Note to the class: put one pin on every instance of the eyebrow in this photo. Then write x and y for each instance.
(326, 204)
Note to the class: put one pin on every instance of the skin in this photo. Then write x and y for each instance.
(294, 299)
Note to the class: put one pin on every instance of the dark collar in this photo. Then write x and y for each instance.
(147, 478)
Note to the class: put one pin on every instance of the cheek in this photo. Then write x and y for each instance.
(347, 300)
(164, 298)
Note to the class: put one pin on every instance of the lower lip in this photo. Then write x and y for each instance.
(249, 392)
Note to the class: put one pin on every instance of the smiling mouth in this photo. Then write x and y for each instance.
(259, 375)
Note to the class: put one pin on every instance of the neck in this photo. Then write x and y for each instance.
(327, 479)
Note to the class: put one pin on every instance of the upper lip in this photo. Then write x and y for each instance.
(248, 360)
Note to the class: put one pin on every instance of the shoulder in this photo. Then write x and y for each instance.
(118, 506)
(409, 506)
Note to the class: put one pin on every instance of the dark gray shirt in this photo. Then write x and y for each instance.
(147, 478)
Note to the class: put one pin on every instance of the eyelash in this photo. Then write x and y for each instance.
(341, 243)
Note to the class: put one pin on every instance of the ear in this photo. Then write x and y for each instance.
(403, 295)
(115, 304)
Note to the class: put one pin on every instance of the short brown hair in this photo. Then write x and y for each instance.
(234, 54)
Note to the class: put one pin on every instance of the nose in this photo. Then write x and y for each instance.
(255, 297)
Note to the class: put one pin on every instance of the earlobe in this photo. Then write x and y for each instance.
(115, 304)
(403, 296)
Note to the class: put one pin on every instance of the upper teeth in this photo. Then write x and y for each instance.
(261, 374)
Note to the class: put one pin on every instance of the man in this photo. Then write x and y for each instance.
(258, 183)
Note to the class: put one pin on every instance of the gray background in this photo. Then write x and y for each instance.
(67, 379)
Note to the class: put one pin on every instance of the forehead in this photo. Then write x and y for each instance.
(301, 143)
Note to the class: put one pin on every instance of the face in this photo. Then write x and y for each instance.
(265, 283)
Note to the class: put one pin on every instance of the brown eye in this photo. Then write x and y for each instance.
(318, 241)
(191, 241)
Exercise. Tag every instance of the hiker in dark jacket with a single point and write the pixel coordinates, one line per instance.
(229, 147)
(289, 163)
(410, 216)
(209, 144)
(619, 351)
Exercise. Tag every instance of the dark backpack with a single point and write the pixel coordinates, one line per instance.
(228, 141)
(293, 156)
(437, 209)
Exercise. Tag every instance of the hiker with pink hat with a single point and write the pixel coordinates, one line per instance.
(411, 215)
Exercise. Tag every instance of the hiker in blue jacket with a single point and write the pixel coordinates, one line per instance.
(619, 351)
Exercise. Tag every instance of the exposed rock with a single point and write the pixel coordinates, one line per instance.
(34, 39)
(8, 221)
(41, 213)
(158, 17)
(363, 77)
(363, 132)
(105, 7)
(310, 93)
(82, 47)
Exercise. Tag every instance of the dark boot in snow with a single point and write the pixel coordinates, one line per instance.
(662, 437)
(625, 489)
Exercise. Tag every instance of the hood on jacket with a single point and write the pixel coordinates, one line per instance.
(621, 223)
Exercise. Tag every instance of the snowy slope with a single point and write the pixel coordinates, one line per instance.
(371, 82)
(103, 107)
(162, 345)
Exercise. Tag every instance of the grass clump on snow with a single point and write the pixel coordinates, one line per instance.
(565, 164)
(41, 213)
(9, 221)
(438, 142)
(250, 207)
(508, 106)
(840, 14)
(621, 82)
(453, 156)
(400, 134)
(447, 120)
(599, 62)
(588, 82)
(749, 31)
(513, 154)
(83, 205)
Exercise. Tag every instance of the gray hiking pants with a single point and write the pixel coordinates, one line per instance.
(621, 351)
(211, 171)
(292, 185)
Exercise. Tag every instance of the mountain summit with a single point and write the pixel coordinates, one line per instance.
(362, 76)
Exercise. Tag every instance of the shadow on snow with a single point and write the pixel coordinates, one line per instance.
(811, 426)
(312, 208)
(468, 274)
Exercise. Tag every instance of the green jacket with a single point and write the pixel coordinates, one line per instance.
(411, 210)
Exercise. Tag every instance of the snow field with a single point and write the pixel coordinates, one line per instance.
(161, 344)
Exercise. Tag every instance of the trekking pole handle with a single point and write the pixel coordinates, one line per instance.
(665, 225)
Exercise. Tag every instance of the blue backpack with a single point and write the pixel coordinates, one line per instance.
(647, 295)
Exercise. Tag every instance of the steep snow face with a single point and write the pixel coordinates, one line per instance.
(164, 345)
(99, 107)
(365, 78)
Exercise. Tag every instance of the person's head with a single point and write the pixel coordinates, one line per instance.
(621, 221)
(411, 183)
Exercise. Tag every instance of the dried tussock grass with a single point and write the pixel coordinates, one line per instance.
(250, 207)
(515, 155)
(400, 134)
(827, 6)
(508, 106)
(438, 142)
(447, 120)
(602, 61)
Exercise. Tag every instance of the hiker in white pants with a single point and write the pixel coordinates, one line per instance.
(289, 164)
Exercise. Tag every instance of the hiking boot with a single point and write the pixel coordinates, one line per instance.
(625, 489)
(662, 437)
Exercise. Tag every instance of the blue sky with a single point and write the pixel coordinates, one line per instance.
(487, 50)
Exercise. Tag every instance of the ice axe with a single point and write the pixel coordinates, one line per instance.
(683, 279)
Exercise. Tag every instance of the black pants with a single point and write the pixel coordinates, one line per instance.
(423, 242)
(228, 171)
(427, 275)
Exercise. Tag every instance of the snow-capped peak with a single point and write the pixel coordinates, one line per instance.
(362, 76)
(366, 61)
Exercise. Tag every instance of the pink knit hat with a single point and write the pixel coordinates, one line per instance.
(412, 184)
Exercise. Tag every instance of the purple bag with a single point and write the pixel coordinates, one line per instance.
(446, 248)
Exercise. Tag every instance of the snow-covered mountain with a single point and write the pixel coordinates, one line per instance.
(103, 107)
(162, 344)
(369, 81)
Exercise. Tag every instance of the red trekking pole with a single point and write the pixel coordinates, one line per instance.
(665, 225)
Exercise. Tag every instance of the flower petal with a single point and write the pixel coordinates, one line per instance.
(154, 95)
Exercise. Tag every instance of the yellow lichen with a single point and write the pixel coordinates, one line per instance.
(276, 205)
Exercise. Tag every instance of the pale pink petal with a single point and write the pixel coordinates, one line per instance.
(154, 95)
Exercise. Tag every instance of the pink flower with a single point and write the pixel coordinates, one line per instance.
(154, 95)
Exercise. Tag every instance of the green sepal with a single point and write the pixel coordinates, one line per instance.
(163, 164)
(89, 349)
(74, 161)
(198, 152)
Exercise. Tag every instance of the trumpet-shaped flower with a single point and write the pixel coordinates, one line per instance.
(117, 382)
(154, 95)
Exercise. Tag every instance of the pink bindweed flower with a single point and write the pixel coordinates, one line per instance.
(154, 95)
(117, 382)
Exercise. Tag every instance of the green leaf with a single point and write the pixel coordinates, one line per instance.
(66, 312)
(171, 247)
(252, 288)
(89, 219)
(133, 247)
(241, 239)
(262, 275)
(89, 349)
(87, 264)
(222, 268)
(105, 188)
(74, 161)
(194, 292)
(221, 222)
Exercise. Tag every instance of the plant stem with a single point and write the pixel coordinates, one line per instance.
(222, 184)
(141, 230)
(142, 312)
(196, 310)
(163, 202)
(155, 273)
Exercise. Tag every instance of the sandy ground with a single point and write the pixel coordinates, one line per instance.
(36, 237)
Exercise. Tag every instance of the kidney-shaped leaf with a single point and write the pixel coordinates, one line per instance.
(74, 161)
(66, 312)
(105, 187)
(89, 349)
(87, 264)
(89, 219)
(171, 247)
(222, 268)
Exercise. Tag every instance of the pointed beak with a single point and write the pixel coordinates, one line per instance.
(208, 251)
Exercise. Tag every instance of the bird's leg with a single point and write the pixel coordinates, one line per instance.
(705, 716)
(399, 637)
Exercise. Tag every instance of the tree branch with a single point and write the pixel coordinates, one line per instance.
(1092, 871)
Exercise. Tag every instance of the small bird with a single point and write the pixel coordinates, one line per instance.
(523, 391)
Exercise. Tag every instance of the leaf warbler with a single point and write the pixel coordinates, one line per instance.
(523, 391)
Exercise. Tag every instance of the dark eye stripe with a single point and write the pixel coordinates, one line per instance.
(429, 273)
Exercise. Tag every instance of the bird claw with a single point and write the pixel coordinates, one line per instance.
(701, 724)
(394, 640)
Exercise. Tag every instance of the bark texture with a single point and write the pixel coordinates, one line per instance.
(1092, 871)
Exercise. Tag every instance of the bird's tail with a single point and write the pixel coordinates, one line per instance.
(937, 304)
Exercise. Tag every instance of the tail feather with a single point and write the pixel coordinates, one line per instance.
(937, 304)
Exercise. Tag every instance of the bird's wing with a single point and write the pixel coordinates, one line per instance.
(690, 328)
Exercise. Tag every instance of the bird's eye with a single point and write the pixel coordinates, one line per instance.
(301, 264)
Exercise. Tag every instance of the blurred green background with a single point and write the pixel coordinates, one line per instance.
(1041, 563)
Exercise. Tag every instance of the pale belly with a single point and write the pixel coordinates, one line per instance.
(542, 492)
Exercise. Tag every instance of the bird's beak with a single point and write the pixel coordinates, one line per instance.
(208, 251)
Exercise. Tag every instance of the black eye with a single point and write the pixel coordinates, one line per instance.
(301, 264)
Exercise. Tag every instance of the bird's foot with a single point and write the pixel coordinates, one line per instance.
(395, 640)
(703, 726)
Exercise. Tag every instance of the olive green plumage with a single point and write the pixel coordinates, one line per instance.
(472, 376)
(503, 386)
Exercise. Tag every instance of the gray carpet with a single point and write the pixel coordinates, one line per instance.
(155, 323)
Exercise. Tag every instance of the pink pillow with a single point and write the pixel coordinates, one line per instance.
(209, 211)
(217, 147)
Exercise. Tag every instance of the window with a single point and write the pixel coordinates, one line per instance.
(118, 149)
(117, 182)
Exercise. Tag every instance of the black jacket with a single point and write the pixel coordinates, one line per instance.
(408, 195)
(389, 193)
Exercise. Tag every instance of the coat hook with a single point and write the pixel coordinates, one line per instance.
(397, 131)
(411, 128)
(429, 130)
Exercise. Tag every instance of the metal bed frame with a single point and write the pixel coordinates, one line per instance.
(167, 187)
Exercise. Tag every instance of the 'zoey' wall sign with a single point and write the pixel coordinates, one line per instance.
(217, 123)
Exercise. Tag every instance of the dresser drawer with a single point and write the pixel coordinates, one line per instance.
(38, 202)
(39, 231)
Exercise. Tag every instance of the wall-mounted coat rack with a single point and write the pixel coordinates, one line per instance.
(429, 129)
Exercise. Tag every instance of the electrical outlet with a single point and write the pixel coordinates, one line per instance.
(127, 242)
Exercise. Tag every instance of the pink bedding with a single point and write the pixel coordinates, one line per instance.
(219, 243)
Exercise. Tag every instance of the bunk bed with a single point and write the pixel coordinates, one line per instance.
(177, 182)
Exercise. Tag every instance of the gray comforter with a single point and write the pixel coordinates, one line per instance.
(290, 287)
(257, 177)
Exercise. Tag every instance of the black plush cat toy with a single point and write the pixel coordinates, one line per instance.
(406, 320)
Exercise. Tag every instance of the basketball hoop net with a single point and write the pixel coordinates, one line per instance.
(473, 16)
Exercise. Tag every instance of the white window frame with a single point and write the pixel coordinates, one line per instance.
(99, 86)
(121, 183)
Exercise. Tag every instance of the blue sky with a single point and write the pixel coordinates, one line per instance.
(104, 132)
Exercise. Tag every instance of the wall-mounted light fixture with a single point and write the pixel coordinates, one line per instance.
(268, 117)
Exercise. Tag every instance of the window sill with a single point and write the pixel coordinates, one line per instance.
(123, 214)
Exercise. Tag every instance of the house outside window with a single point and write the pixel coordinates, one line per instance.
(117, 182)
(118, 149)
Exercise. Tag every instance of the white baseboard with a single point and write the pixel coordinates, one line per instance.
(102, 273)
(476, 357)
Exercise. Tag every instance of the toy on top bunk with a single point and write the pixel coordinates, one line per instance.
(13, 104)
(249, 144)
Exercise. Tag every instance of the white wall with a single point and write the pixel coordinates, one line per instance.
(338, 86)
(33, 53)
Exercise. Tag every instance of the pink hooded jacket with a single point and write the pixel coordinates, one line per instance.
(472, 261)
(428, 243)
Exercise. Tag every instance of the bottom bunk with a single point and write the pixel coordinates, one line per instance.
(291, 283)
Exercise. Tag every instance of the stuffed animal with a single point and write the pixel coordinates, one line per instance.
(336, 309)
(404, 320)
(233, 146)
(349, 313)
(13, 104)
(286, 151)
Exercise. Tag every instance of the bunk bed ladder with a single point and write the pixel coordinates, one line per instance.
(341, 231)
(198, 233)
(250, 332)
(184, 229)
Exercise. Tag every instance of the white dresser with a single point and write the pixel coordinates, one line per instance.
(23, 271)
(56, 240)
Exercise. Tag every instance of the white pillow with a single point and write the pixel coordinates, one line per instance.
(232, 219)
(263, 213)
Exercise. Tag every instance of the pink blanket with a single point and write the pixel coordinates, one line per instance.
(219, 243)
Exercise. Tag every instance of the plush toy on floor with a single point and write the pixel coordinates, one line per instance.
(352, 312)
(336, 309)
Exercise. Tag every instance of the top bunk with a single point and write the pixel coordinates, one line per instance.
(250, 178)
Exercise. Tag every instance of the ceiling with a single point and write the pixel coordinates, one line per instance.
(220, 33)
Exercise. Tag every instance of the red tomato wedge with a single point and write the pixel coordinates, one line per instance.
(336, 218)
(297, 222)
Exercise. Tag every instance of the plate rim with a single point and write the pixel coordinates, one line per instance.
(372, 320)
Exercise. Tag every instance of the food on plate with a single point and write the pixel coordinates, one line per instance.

Problem description =
The line with "Exercise. Tag every instance of the white pillow" and all lines after it through the end of the data above: write these out exactly and add nothing.

Exercise solution =
Exercise. Tag every instance of the white pillow with a single point and write the pixel coordinates, one line per instance.
(232, 219)
(263, 213)
Exercise. Tag every instance of the pink blanket with a single point and write the pixel coordinates, one line per instance.
(219, 243)
Exercise. Tag every instance of the plush toy on floor with a single point and write the pixel coordinates, one line per instance.
(352, 312)
(336, 309)
Exercise. Tag every instance of the top bunk with a single point and write the pixel coordinates, one line per instance.
(250, 178)
Exercise. Tag every instance of the ceiling with a single point and write the pixel coordinates, one line per instance.
(220, 33)
Exercise. Tag every instance of the red tomato wedge with a single point and write the pixel coordinates, one line per instance.
(336, 218)
(297, 222)
Exercise. Tag every instance of the plate rim with a single point and write the pixel coordinates, one line per instance.
(372, 320)
Exercise. Tag every instance of the food on plate with a single point and write the pixel coordinates, one line per instance.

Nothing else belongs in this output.